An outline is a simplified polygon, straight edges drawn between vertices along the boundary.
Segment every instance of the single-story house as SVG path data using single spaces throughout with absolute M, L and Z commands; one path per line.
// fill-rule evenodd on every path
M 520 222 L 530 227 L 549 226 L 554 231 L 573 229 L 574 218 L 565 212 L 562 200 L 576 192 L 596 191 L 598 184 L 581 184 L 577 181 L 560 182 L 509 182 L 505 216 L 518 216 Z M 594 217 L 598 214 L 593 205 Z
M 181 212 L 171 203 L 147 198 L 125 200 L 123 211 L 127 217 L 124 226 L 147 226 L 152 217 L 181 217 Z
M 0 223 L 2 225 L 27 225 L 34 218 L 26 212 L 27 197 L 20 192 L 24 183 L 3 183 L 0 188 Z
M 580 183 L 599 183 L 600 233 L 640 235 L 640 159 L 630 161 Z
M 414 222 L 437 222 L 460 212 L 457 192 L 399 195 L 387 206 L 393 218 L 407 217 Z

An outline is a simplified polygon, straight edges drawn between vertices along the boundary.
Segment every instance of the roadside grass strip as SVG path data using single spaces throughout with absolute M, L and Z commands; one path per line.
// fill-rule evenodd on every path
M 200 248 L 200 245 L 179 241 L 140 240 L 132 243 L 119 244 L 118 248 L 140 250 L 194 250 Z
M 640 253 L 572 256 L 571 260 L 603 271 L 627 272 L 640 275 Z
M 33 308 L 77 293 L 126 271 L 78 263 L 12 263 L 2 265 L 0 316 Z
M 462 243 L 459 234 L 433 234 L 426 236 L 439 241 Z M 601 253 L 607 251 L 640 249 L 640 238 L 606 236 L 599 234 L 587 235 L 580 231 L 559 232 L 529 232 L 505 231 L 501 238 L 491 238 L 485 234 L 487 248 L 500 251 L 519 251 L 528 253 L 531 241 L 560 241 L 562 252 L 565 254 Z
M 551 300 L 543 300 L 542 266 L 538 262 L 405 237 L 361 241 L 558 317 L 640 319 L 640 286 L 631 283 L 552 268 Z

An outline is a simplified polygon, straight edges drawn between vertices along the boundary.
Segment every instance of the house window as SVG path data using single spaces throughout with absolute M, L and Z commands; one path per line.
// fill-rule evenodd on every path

- - - - -

Rewrite every line of the records above as a single numbered list, omitting the blank lines.

# [OUTPUT BELOW]
1. An outline is a simplified polygon, straight edges drawn between vertices along the boundary.
2. Segment every instance of the single-story house as SVG path data using single spaces throughout with absolute M, L and Z commands; one path per line.
3. // fill-rule evenodd on every path
4. M 520 222 L 530 227 L 549 226 L 554 231 L 573 229 L 574 218 L 565 212 L 562 200 L 576 192 L 596 191 L 598 184 L 581 184 L 577 181 L 560 182 L 509 182 L 505 216 L 518 216 Z M 594 217 L 598 214 L 593 205 Z
5. M 181 212 L 171 203 L 147 198 L 125 200 L 123 211 L 127 217 L 124 226 L 147 226 L 152 217 L 181 217 Z
6. M 0 223 L 2 225 L 27 225 L 34 218 L 26 212 L 27 197 L 20 192 L 24 183 L 3 183 L 0 188 Z
7. M 580 183 L 599 183 L 600 233 L 640 235 L 640 159 L 630 161 Z
8. M 414 222 L 437 222 L 460 212 L 457 192 L 399 195 L 387 206 L 393 218 L 407 217 Z
9. An outline is a simplified polygon, straight edges drawn between vertices along the boundary.
10. Segment every instance of the roadside grass strip as SVG path data using single spaces throughout with absolute M, L and Z commands; one path per line.
11. // fill-rule evenodd on every path
12. M 200 248 L 200 245 L 179 241 L 140 240 L 132 243 L 119 244 L 118 248 L 140 250 L 194 250 Z
13. M 640 253 L 572 256 L 571 260 L 603 271 L 627 272 L 640 275 Z
14. M 33 308 L 77 293 L 126 271 L 78 263 L 12 263 L 2 265 L 0 316 Z
15. M 462 243 L 459 234 L 433 234 L 426 236 L 439 241 Z M 601 253 L 607 251 L 640 249 L 640 238 L 606 236 L 599 234 L 587 235 L 580 231 L 559 232 L 529 232 L 505 231 L 501 238 L 491 238 L 485 234 L 487 248 L 500 251 L 519 251 L 528 253 L 531 241 L 560 241 L 562 252 L 565 254 Z
16. M 551 300 L 543 300 L 542 266 L 538 262 L 405 237 L 361 241 L 558 317 L 640 319 L 640 286 L 631 283 L 552 268 Z
17. An outline is a simplified polygon, straight edges drawn between vertices along the boundary.
18. Segment every instance of the house window as SVG path data using single spaces throughout with absolute M, L and Z commands; one path per line.
19. // fill-rule evenodd on every path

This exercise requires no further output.